● Stated problem: Please write out the whole passage below about George Edalji word for word.

The petitioner was George Edalji, the 27-year-old son of the vicar of Great Wyrley. Edalji’s story began even before he was born, when his father, a man of Parsee ancestry, married an Englishwoman, converted to Christianity, and ultimately became the spiritual leader of his small Staffordshire community. His parishioners, perhaps thinking that the elder Edalji’s Parsee heritage made him an unsuitable Christian preacher, had little liking for him, and at least one of them made he and his wife’s lives miserable. In 1892, when George was 16 years old, the Edaljis began receiving threatening letters in the post. At the same time, other Staffordshire clergymen received abusive letters over Edalji’s forged signature, earning him the hatred of his peers. Mocking advertisements appeared in local newspapers, also purporting to be submitted by the disliked vicar. George shared in the family’s troubles, seemingly earning someone’s special resentment by becoming a successful solicitor with a fine professional reputation.

● Data lines:

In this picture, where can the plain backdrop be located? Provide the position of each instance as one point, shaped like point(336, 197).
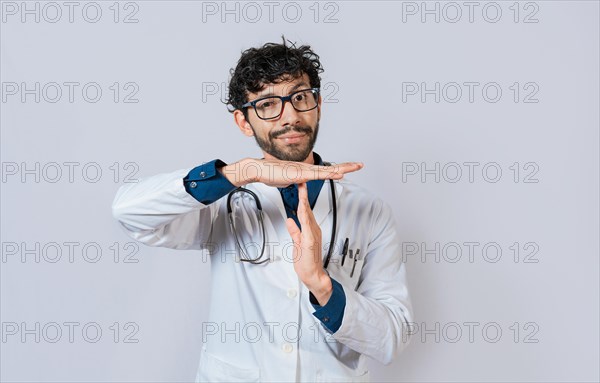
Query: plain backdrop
point(477, 122)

● Output of the task:
The petitioner was George Edalji, the 27-year-old son of the vicar of Great Wyrley. Edalji’s story began even before he was born, when his father, a man of Parsee ancestry, married an Englishwoman, converted to Christianity, and ultimately became the spiritual leader of his small Staffordshire community. His parishioners, perhaps thinking that the elder Edalji’s Parsee heritage made him an unsuitable Christian preacher, had little liking for him, and at least one of them made he and his wife’s lives miserable. In 1892, when George was 16 years old, the Edaljis began receiving threatening letters in the post. At the same time, other Staffordshire clergymen received abusive letters over Edalji’s forged signature, earning him the hatred of his peers. Mocking advertisements appeared in local newspapers, also purporting to be submitted by the disliked vicar. George shared in the family’s troubles, seemingly earning someone’s special resentment by becoming a successful solicitor with a fine professional reputation.